## Goal of the exercise
Write out every line of the material below without changing a single character.

━━ Raw records

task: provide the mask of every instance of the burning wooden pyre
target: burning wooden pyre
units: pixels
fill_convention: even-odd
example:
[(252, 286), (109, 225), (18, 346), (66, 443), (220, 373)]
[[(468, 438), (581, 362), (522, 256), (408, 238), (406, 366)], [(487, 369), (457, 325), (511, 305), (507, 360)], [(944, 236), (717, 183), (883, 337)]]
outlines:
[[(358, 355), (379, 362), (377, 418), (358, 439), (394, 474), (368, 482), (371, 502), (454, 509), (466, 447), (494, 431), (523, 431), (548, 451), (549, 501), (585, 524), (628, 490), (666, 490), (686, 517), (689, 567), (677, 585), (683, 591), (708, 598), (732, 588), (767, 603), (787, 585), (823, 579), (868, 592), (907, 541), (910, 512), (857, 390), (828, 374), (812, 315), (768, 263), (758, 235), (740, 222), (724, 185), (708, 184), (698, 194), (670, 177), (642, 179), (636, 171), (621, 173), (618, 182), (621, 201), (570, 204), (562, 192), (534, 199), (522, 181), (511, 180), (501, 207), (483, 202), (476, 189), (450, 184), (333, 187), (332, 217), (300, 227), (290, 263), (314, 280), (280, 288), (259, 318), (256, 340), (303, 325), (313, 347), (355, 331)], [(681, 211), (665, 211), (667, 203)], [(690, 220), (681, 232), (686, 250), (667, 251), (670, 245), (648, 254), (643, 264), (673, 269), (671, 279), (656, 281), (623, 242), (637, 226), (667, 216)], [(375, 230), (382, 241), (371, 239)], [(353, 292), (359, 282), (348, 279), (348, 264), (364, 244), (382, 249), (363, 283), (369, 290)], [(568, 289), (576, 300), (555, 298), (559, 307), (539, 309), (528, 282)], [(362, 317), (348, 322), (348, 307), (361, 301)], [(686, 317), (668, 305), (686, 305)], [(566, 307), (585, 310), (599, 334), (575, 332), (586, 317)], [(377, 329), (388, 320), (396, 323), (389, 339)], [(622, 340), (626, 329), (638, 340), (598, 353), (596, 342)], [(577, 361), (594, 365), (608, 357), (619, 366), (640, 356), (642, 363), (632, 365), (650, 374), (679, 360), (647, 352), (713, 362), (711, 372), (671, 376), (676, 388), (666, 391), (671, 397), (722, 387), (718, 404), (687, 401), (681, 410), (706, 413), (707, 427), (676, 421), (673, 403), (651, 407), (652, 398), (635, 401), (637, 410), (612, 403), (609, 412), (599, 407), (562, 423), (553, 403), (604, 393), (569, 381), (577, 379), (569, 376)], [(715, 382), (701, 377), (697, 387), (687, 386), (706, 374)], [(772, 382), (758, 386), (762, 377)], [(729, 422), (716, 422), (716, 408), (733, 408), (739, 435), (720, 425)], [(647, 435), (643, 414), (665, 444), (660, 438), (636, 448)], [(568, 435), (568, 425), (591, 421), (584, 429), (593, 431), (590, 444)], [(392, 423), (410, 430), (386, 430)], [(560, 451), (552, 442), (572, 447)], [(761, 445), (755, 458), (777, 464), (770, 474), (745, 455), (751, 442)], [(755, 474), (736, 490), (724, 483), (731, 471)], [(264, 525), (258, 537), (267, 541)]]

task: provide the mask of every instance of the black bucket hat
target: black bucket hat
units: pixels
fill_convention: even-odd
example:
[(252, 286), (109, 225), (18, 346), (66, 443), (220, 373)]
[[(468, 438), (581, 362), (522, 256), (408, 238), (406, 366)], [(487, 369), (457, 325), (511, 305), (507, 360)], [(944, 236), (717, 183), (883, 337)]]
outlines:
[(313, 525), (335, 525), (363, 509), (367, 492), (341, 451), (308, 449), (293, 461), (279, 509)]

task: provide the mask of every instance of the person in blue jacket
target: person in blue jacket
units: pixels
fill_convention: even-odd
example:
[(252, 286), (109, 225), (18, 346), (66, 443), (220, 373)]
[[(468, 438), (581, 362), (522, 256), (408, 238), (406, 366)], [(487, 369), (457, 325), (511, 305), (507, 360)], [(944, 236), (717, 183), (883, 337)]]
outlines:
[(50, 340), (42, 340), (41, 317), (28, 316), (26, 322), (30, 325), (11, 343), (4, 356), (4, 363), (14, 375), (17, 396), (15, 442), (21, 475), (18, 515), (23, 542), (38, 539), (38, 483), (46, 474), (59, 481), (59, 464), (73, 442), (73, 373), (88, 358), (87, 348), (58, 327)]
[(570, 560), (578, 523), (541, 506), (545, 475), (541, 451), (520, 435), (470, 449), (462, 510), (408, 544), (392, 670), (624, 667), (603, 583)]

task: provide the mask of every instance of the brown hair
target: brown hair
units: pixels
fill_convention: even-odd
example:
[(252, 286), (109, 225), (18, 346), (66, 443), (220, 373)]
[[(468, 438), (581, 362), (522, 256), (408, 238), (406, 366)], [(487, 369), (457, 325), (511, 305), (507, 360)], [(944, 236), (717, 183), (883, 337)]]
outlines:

━━━━

## Reply to the task
task: provide the mask of every instance of the burning wooden pyre
target: burning wooden pyre
units: pixels
fill_convention: even-odd
example:
[(252, 286), (109, 225), (18, 346), (66, 443), (220, 373)]
[[(468, 438), (581, 362), (522, 256), (408, 238), (406, 366)], [(487, 369), (457, 325), (511, 305), (507, 360)], [(944, 236), (717, 183), (883, 337)]]
outlines:
[[(358, 355), (379, 362), (377, 418), (358, 439), (394, 474), (368, 482), (371, 502), (454, 509), (466, 447), (494, 431), (523, 431), (548, 451), (549, 501), (585, 524), (628, 490), (666, 490), (686, 517), (689, 567), (677, 585), (683, 591), (708, 598), (732, 588), (767, 603), (787, 585), (823, 579), (868, 592), (907, 541), (910, 512), (857, 390), (828, 374), (812, 315), (768, 263), (758, 235), (740, 222), (724, 185), (708, 184), (698, 194), (670, 177), (642, 179), (636, 171), (621, 173), (618, 182), (621, 201), (570, 204), (562, 192), (534, 199), (522, 181), (511, 180), (501, 207), (483, 202), (476, 189), (450, 184), (333, 187), (332, 217), (300, 227), (290, 263), (314, 280), (280, 288), (259, 318), (256, 340), (303, 325), (313, 347), (355, 331)], [(681, 211), (665, 211), (667, 203)], [(690, 220), (681, 232), (686, 250), (667, 251), (670, 245), (648, 254), (643, 264), (673, 269), (671, 279), (656, 281), (623, 242), (637, 226), (667, 216)], [(375, 230), (382, 241), (371, 239)], [(353, 292), (359, 282), (348, 279), (348, 264), (364, 244), (382, 249), (363, 283), (369, 290)], [(568, 289), (576, 300), (555, 298), (559, 307), (539, 309), (528, 282)], [(362, 317), (348, 322), (348, 307), (361, 301)], [(686, 317), (668, 305), (686, 305)], [(566, 307), (585, 310), (599, 334), (575, 332), (586, 317)], [(377, 329), (388, 320), (396, 323), (389, 339)], [(622, 340), (626, 329), (638, 340), (598, 353), (596, 342)], [(577, 361), (594, 365), (608, 357), (619, 366), (640, 356), (642, 363), (632, 365), (650, 374), (679, 360), (647, 352), (713, 362), (711, 372), (671, 376), (676, 388), (666, 391), (671, 397), (722, 387), (718, 404), (687, 401), (681, 410), (706, 413), (707, 427), (676, 421), (673, 403), (651, 407), (652, 398), (635, 401), (637, 410), (612, 403), (609, 412), (599, 407), (562, 423), (553, 403), (604, 393), (569, 381), (577, 379), (569, 376)], [(715, 382), (701, 377), (697, 387), (687, 386), (706, 374)], [(772, 382), (758, 386), (762, 377)], [(729, 422), (716, 422), (716, 408), (733, 408), (739, 435), (720, 425)], [(647, 435), (643, 414), (665, 444), (660, 438), (636, 448)], [(568, 435), (568, 425), (591, 421), (584, 429), (593, 431), (590, 444)], [(392, 423), (410, 430), (386, 430)], [(560, 451), (552, 442), (572, 447)], [(761, 445), (755, 458), (777, 464), (770, 474), (745, 455), (751, 442)], [(755, 474), (736, 490), (724, 483), (731, 471)], [(264, 525), (258, 537), (267, 541)]]

task: provide the mask of every instance of the black bucket hat
target: black bucket hat
units: pixels
fill_convention: even-odd
example:
[(252, 286), (109, 225), (18, 346), (66, 443), (220, 373)]
[[(468, 438), (581, 362), (522, 256), (408, 238), (406, 366)], [(487, 369), (457, 325), (511, 305), (507, 360)], [(944, 236), (717, 183), (883, 337)]]
outlines:
[(313, 525), (335, 525), (363, 509), (367, 492), (341, 451), (308, 449), (293, 461), (279, 509)]

task: provide the mask of every instance of the person in blue jacket
target: person in blue jacket
units: pixels
fill_convention: even-odd
example:
[(252, 286), (109, 225), (18, 346), (66, 443), (220, 373)]
[[(468, 438), (581, 362), (522, 256), (408, 238), (406, 366)], [(487, 369), (457, 325), (511, 305), (507, 360)], [(944, 236), (717, 183), (883, 337)]]
outlines:
[(50, 340), (42, 340), (41, 317), (28, 316), (26, 322), (30, 325), (11, 343), (4, 356), (4, 363), (14, 375), (17, 396), (15, 442), (21, 475), (18, 515), (23, 542), (38, 539), (38, 483), (46, 474), (59, 481), (59, 464), (73, 442), (73, 373), (88, 358), (87, 348), (58, 327)]
[(570, 560), (578, 523), (541, 506), (545, 475), (541, 451), (520, 435), (470, 449), (462, 510), (408, 544), (392, 670), (624, 667), (603, 583)]

task: provide the mask of every instance of the brown hair
target: brown hair
units: pixels
fill_convention: even-odd
example:
[(252, 286), (109, 225), (18, 346), (66, 443), (220, 373)]
[[(468, 438), (581, 362), (522, 256), (408, 238), (406, 366)], [(487, 369), (457, 325), (511, 305), (507, 360)], [(944, 236), (717, 183), (883, 337)]]
outlines:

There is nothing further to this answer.